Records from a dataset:
* Start *

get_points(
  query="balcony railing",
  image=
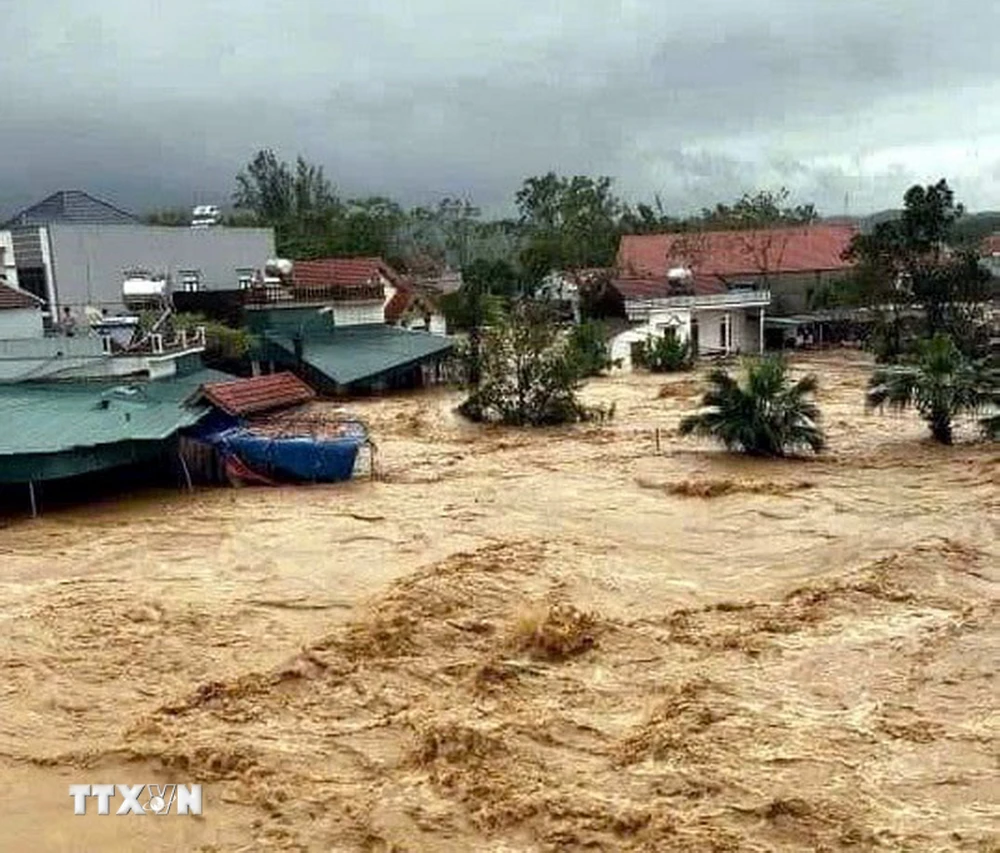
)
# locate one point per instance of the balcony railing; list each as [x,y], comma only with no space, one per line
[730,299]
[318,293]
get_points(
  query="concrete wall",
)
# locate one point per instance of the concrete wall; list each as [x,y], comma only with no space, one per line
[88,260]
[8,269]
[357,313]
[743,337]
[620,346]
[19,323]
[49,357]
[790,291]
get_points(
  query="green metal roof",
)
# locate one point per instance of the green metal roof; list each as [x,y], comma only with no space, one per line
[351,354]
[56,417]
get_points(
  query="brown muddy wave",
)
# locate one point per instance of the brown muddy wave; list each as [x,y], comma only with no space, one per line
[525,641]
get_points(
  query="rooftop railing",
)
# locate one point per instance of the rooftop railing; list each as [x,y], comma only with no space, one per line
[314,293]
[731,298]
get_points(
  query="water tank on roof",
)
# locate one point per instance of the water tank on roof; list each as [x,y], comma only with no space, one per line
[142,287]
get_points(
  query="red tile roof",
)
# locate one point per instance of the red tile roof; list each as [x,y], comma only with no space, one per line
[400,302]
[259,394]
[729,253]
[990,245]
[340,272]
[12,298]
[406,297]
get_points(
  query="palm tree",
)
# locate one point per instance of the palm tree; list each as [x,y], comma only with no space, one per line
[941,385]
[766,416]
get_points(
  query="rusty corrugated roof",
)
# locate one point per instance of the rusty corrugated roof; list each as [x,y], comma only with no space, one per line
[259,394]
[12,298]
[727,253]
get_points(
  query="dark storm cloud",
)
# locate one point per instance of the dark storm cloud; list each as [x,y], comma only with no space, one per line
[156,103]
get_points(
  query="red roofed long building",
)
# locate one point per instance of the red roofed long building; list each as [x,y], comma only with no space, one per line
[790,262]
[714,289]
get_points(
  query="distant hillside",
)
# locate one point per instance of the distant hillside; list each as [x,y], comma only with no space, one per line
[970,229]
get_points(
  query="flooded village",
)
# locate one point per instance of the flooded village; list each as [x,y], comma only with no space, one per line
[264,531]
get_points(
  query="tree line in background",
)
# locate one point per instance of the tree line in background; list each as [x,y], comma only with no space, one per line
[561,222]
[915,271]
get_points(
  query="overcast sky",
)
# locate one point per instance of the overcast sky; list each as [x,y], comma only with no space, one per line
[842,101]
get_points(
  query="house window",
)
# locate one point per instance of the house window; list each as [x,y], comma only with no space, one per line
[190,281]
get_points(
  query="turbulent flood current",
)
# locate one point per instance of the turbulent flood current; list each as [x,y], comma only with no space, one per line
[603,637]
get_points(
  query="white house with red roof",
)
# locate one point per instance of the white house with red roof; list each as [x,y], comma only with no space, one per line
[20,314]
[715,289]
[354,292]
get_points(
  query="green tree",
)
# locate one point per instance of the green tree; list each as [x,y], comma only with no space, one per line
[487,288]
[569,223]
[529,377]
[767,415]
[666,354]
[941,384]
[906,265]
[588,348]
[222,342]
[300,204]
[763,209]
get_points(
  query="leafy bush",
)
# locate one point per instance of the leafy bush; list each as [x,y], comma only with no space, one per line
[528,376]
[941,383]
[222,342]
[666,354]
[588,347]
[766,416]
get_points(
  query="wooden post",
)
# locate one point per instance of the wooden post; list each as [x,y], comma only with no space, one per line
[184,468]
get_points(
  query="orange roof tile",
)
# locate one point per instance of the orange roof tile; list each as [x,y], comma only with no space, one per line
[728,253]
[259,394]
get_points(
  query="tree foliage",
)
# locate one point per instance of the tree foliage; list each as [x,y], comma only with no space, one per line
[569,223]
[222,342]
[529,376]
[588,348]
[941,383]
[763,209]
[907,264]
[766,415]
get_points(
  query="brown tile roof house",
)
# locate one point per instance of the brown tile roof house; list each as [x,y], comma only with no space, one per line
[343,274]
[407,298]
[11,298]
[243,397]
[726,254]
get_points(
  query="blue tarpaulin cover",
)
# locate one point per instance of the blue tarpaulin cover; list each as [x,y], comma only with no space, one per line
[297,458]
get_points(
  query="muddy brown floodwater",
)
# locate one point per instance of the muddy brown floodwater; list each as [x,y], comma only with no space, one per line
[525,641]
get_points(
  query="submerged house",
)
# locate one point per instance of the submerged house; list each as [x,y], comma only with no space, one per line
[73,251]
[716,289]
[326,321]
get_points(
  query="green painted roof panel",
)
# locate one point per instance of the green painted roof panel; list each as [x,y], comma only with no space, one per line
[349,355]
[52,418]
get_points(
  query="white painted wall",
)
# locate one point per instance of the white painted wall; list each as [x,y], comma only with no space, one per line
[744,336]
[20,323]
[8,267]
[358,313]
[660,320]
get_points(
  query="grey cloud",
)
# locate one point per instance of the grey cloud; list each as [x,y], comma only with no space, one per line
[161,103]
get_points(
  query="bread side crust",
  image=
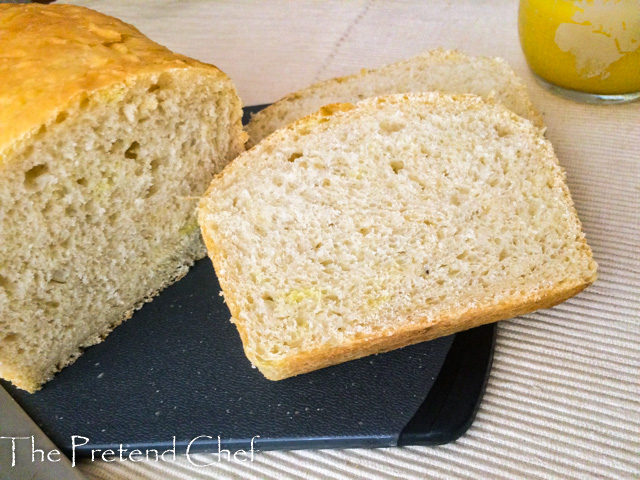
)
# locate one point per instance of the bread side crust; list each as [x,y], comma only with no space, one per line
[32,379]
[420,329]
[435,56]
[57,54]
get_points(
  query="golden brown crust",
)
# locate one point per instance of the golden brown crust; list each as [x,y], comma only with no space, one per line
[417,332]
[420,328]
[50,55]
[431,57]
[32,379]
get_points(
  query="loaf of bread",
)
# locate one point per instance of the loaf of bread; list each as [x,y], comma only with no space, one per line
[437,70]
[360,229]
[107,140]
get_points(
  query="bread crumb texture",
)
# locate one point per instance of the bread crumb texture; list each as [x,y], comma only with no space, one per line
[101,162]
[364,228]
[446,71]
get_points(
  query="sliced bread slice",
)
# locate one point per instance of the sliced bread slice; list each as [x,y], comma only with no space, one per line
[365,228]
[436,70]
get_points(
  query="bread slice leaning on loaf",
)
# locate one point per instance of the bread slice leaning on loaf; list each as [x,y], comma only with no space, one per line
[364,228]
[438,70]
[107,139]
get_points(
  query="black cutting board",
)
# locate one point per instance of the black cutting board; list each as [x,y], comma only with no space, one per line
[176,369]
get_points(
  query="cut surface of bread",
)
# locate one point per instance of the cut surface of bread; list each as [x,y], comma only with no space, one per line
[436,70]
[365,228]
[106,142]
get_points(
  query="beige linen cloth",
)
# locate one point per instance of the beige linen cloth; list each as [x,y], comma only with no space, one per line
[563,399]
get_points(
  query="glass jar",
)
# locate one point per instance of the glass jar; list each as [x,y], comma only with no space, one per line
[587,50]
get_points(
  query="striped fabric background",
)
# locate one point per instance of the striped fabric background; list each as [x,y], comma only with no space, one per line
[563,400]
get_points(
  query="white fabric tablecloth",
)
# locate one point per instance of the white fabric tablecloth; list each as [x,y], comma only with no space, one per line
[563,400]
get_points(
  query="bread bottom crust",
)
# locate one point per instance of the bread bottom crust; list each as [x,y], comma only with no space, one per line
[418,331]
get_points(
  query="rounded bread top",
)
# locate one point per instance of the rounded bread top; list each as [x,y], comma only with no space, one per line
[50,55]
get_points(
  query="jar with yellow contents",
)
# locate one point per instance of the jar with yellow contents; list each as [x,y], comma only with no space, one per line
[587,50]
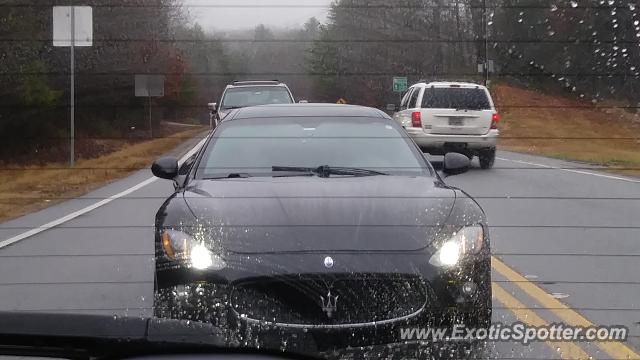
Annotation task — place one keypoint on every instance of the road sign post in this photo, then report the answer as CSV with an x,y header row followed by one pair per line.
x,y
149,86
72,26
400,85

* End *
* Start *

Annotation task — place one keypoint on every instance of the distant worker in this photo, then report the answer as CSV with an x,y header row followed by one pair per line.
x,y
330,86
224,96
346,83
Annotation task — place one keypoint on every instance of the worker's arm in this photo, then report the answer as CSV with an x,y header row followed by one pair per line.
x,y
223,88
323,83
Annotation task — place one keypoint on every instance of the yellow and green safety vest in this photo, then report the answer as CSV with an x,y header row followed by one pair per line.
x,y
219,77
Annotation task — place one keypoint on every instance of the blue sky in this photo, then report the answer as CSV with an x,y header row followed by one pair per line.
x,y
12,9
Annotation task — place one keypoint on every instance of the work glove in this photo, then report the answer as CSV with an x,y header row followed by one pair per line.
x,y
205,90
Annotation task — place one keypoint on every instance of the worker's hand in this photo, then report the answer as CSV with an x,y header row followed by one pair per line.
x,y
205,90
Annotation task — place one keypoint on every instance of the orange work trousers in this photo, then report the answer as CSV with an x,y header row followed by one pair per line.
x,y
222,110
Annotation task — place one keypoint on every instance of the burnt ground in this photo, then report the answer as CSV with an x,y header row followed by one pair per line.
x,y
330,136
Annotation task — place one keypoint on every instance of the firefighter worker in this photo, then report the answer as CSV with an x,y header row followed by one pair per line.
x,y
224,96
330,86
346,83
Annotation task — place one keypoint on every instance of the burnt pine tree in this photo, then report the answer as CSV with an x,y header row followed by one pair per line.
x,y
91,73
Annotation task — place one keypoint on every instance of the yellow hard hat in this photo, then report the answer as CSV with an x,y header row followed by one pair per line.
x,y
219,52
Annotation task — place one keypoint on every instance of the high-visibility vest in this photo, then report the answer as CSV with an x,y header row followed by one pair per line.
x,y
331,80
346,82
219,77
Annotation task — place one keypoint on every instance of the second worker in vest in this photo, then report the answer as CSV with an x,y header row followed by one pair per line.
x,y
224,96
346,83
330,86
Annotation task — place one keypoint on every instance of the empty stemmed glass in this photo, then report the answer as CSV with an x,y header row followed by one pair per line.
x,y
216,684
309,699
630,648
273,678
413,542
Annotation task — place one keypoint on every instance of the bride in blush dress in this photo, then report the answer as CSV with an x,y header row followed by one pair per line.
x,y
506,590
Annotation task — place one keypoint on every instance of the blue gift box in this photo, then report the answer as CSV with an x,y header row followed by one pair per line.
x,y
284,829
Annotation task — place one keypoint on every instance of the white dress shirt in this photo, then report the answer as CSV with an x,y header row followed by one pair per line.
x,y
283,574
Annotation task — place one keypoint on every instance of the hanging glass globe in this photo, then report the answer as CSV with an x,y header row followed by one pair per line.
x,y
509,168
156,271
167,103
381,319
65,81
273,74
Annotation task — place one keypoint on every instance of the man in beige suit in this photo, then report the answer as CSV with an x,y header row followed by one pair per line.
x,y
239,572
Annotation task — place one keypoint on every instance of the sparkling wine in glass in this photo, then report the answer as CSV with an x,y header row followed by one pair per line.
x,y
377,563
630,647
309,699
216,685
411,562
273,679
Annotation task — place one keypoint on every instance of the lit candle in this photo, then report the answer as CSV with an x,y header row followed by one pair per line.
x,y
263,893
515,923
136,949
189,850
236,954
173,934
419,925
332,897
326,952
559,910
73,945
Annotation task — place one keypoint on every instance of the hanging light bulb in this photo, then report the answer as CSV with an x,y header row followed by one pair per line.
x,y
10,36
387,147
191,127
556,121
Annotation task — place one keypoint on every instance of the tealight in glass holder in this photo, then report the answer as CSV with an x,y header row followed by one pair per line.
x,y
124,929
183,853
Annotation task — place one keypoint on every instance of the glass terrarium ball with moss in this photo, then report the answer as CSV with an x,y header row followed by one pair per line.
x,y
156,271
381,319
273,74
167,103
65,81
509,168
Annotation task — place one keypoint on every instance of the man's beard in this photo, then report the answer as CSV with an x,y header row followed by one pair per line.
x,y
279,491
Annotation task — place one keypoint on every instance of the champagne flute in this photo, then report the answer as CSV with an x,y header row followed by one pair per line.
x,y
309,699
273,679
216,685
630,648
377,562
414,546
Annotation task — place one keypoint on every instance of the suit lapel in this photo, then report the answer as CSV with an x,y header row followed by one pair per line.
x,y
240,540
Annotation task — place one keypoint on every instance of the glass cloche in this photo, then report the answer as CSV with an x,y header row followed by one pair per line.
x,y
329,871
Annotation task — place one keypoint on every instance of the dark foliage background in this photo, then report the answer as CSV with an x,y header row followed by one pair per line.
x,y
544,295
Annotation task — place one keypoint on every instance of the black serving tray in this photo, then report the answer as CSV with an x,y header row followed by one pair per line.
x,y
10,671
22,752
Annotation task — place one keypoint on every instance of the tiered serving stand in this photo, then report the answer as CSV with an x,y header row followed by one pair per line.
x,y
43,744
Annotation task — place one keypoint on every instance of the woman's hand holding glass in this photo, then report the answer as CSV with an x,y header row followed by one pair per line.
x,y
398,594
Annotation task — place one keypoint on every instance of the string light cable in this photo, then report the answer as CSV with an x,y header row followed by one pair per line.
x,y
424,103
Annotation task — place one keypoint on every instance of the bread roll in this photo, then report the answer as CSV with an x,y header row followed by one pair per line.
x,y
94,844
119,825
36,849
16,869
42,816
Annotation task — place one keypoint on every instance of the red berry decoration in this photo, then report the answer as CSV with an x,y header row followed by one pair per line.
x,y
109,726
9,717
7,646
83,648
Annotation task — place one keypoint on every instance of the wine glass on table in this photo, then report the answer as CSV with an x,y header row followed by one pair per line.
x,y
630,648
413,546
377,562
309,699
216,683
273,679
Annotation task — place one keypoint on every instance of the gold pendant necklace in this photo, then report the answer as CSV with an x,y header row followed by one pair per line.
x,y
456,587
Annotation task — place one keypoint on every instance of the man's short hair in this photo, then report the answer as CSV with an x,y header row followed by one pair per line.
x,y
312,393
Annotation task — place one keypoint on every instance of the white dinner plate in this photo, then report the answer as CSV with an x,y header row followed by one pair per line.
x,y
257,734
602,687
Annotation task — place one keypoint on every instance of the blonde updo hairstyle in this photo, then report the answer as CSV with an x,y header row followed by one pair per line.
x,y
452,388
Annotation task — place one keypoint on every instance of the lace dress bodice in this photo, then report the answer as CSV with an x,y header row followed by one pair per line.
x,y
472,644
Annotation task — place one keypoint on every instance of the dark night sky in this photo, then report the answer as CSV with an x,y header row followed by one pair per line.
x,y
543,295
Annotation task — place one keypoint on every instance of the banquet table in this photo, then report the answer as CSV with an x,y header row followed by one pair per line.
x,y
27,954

* End *

Instructions to follow: Gather every line of the records above that contains the string "golden", and copy each such line in full.

Exercise response:
  query="golden brown crust",
# locate one point per instance of the golden brown crust; list each as [x,y], comma only with no space, one per line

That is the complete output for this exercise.